- AIM OF THE TASK: In the material below, find each line holding the string "positive" and copy it.

────────────────

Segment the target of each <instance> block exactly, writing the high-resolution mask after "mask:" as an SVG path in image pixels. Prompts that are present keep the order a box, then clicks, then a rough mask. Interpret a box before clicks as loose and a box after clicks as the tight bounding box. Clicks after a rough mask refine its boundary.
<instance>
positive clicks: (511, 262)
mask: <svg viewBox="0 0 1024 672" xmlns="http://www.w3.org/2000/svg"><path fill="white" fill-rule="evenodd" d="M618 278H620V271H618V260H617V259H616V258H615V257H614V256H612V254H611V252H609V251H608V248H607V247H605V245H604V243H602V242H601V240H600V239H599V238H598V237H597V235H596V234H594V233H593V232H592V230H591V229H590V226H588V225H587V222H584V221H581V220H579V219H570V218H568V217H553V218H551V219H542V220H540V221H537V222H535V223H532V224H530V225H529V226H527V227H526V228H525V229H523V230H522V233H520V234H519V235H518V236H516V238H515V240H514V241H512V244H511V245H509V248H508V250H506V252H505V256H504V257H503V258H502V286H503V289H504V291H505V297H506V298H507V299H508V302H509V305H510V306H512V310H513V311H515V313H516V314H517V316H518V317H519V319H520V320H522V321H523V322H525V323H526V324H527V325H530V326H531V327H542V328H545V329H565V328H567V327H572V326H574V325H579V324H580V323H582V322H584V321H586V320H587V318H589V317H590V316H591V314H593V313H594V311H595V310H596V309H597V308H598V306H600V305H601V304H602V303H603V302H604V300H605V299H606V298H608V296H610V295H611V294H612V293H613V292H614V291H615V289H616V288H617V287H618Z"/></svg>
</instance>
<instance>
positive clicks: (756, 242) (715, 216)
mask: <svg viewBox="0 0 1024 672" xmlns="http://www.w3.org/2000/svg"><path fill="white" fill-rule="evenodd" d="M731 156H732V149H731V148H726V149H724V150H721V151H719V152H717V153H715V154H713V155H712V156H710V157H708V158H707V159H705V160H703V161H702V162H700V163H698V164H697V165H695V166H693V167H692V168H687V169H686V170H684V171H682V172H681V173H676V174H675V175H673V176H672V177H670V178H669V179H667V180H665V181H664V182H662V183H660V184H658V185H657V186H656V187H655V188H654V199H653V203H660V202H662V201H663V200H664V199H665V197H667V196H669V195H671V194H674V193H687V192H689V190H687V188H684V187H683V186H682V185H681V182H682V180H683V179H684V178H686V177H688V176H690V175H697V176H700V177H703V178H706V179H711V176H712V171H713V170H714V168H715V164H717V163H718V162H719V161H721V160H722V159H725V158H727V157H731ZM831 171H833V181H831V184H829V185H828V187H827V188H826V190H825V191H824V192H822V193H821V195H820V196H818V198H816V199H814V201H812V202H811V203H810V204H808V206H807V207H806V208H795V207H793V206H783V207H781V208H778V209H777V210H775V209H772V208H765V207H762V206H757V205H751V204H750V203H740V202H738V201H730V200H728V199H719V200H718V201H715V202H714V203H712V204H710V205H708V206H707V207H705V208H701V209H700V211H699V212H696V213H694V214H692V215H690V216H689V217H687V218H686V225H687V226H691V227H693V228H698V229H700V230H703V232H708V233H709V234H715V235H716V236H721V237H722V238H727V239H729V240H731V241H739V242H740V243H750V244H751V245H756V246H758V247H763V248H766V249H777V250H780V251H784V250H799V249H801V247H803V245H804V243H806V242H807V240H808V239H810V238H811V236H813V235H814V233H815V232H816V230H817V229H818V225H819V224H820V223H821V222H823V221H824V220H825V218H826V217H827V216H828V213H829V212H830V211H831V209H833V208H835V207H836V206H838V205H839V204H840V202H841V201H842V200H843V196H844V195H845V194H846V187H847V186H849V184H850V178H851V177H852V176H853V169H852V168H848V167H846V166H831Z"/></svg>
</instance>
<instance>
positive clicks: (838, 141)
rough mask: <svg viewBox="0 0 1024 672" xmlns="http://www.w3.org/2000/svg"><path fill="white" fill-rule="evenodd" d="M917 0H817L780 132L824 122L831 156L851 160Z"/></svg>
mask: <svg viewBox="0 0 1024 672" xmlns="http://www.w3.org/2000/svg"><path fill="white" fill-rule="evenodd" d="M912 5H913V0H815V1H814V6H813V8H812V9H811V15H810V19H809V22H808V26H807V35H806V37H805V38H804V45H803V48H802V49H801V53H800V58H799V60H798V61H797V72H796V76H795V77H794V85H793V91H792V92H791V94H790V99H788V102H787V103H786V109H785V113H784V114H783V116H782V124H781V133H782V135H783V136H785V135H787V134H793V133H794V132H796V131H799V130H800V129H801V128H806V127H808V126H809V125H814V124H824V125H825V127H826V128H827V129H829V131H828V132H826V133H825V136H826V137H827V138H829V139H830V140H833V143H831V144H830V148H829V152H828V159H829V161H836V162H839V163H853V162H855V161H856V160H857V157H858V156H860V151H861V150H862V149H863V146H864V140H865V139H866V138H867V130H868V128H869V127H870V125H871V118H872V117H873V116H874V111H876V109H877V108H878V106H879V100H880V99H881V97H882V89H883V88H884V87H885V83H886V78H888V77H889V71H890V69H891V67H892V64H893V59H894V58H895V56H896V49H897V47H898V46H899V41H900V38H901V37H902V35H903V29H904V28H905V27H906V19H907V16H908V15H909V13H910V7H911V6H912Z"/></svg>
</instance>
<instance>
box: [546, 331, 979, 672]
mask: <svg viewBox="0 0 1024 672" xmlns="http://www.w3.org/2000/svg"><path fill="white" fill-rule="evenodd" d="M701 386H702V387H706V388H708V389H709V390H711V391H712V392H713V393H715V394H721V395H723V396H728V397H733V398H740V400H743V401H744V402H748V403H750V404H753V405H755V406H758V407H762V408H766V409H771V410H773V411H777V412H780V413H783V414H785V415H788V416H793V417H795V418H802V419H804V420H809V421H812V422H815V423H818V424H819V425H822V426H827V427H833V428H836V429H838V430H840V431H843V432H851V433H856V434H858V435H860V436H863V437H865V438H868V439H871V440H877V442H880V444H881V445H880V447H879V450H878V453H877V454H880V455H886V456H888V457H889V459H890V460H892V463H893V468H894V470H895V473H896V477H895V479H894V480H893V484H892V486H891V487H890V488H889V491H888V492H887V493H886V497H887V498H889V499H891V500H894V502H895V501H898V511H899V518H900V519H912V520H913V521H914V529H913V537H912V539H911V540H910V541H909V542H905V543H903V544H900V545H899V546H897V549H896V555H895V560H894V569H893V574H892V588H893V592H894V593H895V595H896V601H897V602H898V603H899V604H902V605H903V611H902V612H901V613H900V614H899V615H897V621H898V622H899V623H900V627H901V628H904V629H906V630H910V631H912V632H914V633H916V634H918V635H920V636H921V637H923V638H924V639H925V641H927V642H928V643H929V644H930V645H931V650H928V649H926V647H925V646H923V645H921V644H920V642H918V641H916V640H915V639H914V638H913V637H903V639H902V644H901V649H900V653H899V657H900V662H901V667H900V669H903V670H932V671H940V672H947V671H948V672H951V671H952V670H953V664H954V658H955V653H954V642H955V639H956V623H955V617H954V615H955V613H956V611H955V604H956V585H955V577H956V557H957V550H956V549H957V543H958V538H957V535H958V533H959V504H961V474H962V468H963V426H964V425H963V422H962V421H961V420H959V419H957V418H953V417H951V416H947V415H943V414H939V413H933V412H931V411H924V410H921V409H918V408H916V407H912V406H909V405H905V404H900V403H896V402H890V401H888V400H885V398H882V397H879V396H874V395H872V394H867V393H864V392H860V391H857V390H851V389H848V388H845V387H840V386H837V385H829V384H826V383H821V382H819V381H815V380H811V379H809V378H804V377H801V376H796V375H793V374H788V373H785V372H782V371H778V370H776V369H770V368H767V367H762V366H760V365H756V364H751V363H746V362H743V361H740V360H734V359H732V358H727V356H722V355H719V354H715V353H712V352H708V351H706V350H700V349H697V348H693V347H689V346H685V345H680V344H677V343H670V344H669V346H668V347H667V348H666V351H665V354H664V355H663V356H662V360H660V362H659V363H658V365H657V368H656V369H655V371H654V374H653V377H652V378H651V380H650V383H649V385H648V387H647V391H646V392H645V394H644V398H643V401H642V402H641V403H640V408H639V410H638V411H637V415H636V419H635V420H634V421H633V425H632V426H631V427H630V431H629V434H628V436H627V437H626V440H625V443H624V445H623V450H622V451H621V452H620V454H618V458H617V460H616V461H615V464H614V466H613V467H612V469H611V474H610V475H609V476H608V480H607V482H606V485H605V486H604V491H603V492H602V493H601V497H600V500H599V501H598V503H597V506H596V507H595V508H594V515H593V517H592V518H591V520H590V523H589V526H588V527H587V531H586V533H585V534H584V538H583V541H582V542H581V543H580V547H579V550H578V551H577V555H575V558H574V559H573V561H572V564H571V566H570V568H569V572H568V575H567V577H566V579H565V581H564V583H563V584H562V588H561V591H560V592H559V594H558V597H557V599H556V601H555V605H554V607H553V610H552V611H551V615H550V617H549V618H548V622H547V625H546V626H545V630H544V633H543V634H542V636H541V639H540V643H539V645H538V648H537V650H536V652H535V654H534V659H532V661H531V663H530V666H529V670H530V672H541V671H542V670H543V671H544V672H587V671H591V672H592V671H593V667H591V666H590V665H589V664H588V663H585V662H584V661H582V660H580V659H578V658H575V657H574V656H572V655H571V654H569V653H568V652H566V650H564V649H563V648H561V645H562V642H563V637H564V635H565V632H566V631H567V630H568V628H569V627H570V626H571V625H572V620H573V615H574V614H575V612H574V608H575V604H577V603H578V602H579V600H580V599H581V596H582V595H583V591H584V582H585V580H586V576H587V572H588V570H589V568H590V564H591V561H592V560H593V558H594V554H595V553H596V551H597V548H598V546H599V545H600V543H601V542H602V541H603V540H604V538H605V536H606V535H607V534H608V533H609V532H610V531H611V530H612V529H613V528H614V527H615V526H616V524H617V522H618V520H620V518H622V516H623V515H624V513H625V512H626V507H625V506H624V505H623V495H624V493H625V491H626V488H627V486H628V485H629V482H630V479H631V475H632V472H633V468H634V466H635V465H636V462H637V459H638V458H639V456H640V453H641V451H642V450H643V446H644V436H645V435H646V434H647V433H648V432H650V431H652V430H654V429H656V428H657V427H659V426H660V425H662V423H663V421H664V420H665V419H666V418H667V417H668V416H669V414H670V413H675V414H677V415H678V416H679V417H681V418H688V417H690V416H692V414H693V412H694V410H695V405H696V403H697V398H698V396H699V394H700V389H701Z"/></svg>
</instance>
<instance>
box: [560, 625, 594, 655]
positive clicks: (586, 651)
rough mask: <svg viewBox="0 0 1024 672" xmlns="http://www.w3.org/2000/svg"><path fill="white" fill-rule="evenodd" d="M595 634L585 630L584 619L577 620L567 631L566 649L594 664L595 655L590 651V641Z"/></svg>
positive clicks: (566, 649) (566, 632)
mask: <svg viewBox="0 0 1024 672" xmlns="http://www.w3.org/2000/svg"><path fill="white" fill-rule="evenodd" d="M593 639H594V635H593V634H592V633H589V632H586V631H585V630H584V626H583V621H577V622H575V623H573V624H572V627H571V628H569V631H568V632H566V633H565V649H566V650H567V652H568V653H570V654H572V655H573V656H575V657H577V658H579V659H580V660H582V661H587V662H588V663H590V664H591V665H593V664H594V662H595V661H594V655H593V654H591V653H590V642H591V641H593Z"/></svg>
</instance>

────────────────

- WRITTEN RESPONSE:
positive clicks: (511, 262)
positive clicks: (756, 242) (715, 216)
positive clicks: (838, 141)
positive clicks: (586, 651)
positive clicks: (566, 649) (566, 632)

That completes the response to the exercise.